TASK PROMPT
From the records that follow, copy every line in which "panel" appears.

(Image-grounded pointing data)
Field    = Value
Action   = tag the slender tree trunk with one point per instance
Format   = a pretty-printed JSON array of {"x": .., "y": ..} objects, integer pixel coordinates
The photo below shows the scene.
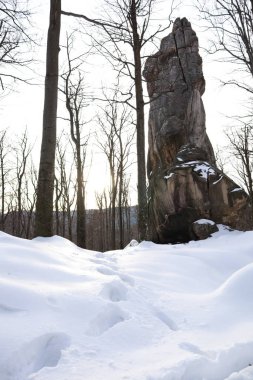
[
  {"x": 80, "y": 227},
  {"x": 140, "y": 129},
  {"x": 45, "y": 187}
]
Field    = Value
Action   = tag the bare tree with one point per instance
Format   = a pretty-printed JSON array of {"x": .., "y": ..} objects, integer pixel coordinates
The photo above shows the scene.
[
  {"x": 4, "y": 173},
  {"x": 45, "y": 187},
  {"x": 127, "y": 24},
  {"x": 232, "y": 24},
  {"x": 241, "y": 147},
  {"x": 115, "y": 122},
  {"x": 75, "y": 101},
  {"x": 14, "y": 39},
  {"x": 65, "y": 191},
  {"x": 22, "y": 152}
]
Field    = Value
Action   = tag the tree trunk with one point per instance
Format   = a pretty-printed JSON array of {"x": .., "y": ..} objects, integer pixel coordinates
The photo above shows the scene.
[
  {"x": 140, "y": 129},
  {"x": 45, "y": 187},
  {"x": 80, "y": 222}
]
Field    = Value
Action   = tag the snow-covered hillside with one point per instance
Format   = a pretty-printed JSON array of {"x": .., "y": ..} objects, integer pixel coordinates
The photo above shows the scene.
[{"x": 148, "y": 312}]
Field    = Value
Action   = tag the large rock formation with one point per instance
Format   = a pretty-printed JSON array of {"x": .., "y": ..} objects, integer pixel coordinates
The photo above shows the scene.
[{"x": 184, "y": 182}]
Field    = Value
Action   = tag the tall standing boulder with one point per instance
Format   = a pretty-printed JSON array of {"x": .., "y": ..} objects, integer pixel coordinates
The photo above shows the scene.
[{"x": 184, "y": 182}]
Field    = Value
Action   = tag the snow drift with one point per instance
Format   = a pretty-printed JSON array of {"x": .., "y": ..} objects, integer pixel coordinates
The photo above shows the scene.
[{"x": 148, "y": 312}]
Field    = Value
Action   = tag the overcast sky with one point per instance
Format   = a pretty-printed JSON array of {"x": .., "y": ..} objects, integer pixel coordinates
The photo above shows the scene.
[{"x": 24, "y": 107}]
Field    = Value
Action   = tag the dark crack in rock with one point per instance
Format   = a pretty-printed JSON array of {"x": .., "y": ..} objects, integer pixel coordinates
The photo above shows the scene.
[{"x": 184, "y": 183}]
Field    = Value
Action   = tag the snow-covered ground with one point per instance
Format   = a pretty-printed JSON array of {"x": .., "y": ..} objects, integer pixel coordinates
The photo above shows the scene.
[{"x": 148, "y": 312}]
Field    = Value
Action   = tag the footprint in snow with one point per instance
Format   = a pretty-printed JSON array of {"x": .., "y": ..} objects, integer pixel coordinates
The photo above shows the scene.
[
  {"x": 165, "y": 319},
  {"x": 110, "y": 272},
  {"x": 114, "y": 291},
  {"x": 44, "y": 351},
  {"x": 110, "y": 316},
  {"x": 9, "y": 309}
]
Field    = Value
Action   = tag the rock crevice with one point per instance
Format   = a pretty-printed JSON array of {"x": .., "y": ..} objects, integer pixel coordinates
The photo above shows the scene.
[{"x": 184, "y": 182}]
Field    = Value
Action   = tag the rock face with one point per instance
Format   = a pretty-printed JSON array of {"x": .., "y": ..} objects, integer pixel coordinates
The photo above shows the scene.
[{"x": 184, "y": 182}]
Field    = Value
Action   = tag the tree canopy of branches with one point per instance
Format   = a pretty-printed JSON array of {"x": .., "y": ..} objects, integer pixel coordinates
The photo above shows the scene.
[
  {"x": 14, "y": 20},
  {"x": 126, "y": 25},
  {"x": 232, "y": 23},
  {"x": 241, "y": 147}
]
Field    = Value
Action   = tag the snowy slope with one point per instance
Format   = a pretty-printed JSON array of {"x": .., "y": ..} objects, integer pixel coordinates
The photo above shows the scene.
[{"x": 148, "y": 312}]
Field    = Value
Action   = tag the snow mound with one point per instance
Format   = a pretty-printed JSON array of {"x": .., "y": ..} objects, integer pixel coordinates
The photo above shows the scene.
[
  {"x": 44, "y": 351},
  {"x": 147, "y": 312}
]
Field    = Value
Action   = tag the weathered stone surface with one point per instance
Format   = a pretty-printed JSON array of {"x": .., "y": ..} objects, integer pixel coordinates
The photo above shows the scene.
[
  {"x": 184, "y": 182},
  {"x": 203, "y": 228}
]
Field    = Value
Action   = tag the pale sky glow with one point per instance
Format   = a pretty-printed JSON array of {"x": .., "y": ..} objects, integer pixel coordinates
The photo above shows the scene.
[{"x": 24, "y": 107}]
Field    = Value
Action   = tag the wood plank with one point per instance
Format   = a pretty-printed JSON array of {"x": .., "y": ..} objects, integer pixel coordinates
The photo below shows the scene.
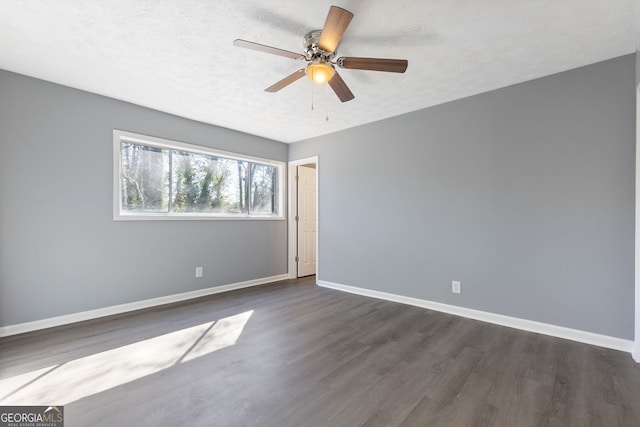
[{"x": 315, "y": 356}]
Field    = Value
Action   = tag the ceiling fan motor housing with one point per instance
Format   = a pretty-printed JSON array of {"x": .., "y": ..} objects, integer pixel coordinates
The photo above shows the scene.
[{"x": 312, "y": 51}]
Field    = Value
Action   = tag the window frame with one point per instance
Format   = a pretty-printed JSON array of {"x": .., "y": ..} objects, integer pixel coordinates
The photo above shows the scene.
[{"x": 120, "y": 136}]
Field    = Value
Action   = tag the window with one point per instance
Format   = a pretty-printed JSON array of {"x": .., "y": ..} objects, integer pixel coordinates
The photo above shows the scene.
[{"x": 161, "y": 179}]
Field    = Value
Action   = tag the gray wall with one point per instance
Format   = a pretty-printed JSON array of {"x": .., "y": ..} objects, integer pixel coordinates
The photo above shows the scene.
[
  {"x": 525, "y": 194},
  {"x": 61, "y": 252}
]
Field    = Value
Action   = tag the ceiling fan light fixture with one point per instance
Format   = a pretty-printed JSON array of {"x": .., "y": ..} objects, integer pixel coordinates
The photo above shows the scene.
[{"x": 320, "y": 72}]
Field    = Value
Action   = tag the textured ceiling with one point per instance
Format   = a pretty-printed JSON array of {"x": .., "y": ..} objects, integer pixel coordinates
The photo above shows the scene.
[{"x": 178, "y": 57}]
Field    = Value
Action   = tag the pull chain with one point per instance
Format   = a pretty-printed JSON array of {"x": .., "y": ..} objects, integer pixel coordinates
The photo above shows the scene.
[{"x": 327, "y": 102}]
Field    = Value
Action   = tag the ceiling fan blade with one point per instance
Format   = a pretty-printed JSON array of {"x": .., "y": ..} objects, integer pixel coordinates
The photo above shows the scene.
[
  {"x": 336, "y": 24},
  {"x": 267, "y": 49},
  {"x": 374, "y": 64},
  {"x": 286, "y": 81},
  {"x": 340, "y": 88}
]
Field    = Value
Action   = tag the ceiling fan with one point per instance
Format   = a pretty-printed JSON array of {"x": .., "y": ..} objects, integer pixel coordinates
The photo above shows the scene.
[{"x": 320, "y": 48}]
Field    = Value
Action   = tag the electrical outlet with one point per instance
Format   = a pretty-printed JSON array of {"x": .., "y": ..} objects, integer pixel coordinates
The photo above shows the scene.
[{"x": 455, "y": 287}]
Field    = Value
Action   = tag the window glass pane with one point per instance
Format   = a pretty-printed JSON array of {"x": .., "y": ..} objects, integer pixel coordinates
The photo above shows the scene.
[
  {"x": 178, "y": 180},
  {"x": 210, "y": 184},
  {"x": 144, "y": 178},
  {"x": 263, "y": 184}
]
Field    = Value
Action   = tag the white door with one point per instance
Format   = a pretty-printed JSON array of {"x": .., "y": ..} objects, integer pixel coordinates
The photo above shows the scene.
[{"x": 306, "y": 221}]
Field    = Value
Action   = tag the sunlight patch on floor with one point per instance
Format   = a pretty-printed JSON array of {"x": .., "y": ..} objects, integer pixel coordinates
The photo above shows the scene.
[{"x": 74, "y": 379}]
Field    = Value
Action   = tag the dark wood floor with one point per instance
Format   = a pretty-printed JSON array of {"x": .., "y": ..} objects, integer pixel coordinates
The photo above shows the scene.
[{"x": 293, "y": 354}]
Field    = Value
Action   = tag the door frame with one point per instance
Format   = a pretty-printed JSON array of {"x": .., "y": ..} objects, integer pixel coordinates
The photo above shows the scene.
[
  {"x": 636, "y": 349},
  {"x": 291, "y": 217}
]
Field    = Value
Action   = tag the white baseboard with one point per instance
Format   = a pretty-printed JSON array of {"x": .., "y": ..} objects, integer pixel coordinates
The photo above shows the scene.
[
  {"x": 123, "y": 308},
  {"x": 498, "y": 319}
]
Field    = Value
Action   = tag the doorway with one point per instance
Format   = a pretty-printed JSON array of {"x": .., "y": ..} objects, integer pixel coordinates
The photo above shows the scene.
[{"x": 303, "y": 217}]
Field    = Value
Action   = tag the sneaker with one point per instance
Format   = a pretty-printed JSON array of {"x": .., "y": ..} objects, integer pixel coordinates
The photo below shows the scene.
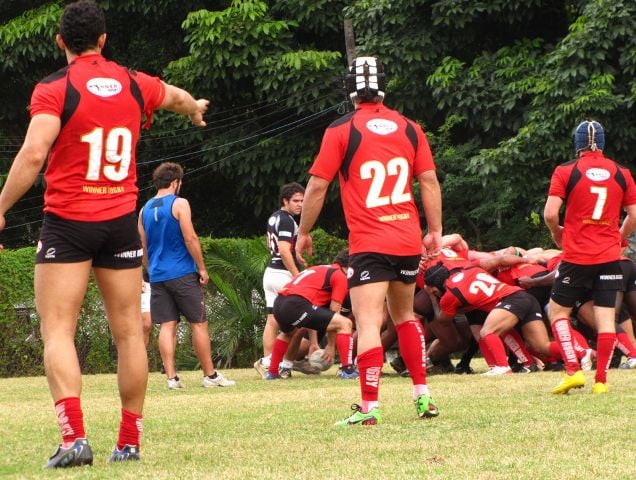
[
  {"x": 425, "y": 407},
  {"x": 576, "y": 380},
  {"x": 497, "y": 371},
  {"x": 586, "y": 360},
  {"x": 76, "y": 455},
  {"x": 260, "y": 367},
  {"x": 348, "y": 372},
  {"x": 126, "y": 454},
  {"x": 218, "y": 381},
  {"x": 303, "y": 366},
  {"x": 599, "y": 388},
  {"x": 463, "y": 369},
  {"x": 373, "y": 417},
  {"x": 628, "y": 364},
  {"x": 175, "y": 383}
]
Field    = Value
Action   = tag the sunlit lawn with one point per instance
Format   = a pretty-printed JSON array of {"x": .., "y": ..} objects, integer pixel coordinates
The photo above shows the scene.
[{"x": 489, "y": 428}]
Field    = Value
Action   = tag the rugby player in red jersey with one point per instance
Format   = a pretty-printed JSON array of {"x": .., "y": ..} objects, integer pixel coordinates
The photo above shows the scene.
[
  {"x": 594, "y": 190},
  {"x": 313, "y": 300},
  {"x": 469, "y": 289},
  {"x": 377, "y": 153},
  {"x": 85, "y": 120}
]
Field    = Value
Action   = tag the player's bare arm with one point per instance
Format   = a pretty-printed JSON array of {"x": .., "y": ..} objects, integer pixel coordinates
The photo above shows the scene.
[
  {"x": 41, "y": 134},
  {"x": 315, "y": 194},
  {"x": 179, "y": 101},
  {"x": 551, "y": 218},
  {"x": 182, "y": 212},
  {"x": 432, "y": 201},
  {"x": 144, "y": 242},
  {"x": 629, "y": 223}
]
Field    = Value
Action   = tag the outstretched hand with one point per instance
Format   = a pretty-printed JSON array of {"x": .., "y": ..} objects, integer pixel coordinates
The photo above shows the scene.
[{"x": 197, "y": 117}]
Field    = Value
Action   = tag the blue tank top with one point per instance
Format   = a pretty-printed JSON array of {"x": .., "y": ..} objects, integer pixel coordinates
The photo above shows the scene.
[{"x": 168, "y": 256}]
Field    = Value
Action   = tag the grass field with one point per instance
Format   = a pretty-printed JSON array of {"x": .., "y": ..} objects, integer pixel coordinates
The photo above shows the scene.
[{"x": 488, "y": 428}]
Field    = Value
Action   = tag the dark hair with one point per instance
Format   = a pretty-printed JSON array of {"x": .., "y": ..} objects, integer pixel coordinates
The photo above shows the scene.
[
  {"x": 166, "y": 173},
  {"x": 289, "y": 190},
  {"x": 342, "y": 258},
  {"x": 436, "y": 276},
  {"x": 81, "y": 25}
]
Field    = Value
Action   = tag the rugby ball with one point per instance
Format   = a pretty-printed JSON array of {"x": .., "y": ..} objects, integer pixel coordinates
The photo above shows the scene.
[{"x": 316, "y": 360}]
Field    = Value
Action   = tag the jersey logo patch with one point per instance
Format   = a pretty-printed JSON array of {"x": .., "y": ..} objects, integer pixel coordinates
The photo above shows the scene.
[
  {"x": 597, "y": 174},
  {"x": 104, "y": 87},
  {"x": 382, "y": 126}
]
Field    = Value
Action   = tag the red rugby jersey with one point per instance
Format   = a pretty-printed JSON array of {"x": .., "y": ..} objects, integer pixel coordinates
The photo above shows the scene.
[
  {"x": 595, "y": 190},
  {"x": 511, "y": 274},
  {"x": 473, "y": 289},
  {"x": 376, "y": 152},
  {"x": 91, "y": 172},
  {"x": 319, "y": 284}
]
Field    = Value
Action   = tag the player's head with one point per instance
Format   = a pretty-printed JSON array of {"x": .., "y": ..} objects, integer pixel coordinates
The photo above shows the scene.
[
  {"x": 166, "y": 173},
  {"x": 288, "y": 190},
  {"x": 342, "y": 258},
  {"x": 436, "y": 276},
  {"x": 81, "y": 26},
  {"x": 366, "y": 80},
  {"x": 589, "y": 136}
]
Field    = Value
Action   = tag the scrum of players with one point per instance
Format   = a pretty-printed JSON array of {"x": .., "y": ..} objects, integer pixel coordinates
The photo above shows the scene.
[{"x": 496, "y": 303}]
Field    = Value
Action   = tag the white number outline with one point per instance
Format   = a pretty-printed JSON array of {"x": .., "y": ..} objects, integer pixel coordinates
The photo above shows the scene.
[
  {"x": 597, "y": 214},
  {"x": 484, "y": 283},
  {"x": 117, "y": 154},
  {"x": 375, "y": 170}
]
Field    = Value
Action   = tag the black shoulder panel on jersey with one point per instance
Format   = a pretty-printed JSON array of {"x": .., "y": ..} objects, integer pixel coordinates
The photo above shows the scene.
[
  {"x": 575, "y": 176},
  {"x": 455, "y": 291},
  {"x": 342, "y": 120},
  {"x": 327, "y": 285},
  {"x": 411, "y": 134},
  {"x": 136, "y": 91},
  {"x": 56, "y": 76},
  {"x": 355, "y": 138},
  {"x": 71, "y": 102},
  {"x": 620, "y": 179}
]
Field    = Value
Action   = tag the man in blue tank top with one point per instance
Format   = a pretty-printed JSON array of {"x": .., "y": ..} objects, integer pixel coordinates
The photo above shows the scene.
[{"x": 173, "y": 257}]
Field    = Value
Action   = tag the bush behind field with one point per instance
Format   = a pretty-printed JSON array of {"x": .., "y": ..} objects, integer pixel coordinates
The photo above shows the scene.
[{"x": 235, "y": 308}]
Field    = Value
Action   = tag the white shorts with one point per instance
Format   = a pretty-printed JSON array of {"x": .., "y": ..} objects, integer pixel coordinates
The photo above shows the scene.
[
  {"x": 273, "y": 280},
  {"x": 145, "y": 298}
]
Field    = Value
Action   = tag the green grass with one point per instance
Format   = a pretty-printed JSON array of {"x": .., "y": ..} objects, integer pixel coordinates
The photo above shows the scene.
[{"x": 488, "y": 428}]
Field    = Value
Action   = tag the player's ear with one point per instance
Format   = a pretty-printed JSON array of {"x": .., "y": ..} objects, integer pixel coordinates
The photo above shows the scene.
[{"x": 60, "y": 42}]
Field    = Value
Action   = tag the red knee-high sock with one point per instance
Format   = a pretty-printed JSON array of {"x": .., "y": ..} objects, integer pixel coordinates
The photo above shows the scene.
[
  {"x": 562, "y": 332},
  {"x": 486, "y": 353},
  {"x": 580, "y": 343},
  {"x": 278, "y": 352},
  {"x": 413, "y": 349},
  {"x": 130, "y": 429},
  {"x": 495, "y": 345},
  {"x": 370, "y": 368},
  {"x": 625, "y": 345},
  {"x": 555, "y": 351},
  {"x": 517, "y": 345},
  {"x": 605, "y": 343},
  {"x": 344, "y": 344},
  {"x": 70, "y": 419}
]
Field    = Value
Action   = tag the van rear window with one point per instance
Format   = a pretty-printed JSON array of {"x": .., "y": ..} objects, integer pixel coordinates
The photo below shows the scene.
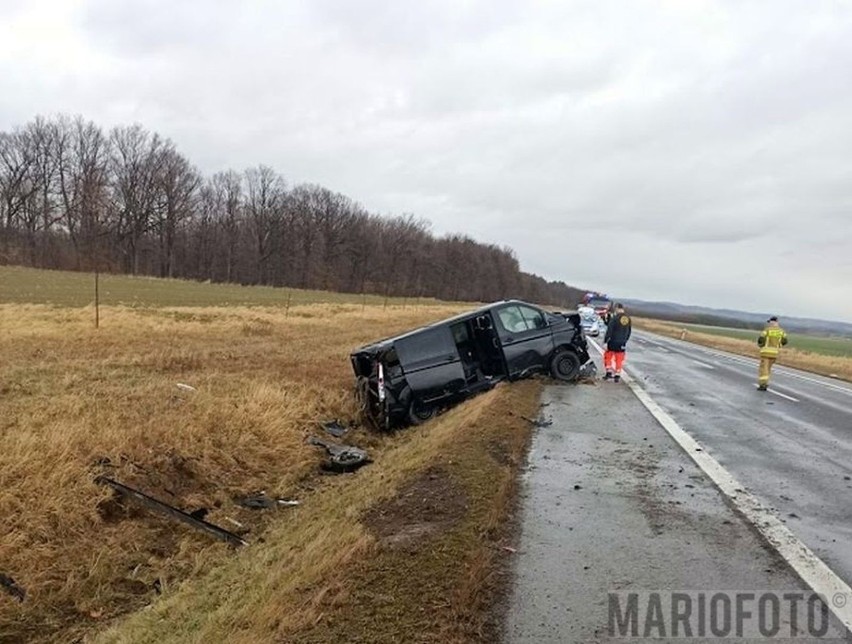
[{"x": 426, "y": 344}]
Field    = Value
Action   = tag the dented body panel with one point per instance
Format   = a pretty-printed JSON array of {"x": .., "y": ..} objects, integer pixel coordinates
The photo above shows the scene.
[{"x": 408, "y": 378}]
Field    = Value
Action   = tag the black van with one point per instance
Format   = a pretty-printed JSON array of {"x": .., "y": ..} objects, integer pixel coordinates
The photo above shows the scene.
[{"x": 408, "y": 378}]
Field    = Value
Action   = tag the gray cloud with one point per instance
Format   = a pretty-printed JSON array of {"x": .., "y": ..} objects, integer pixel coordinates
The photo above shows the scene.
[{"x": 684, "y": 151}]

EXERCISE RESPONSE
Action   = tag the black shoulder panel on jersey with one point per instance
Action   = tag the dented body panel with one point per instance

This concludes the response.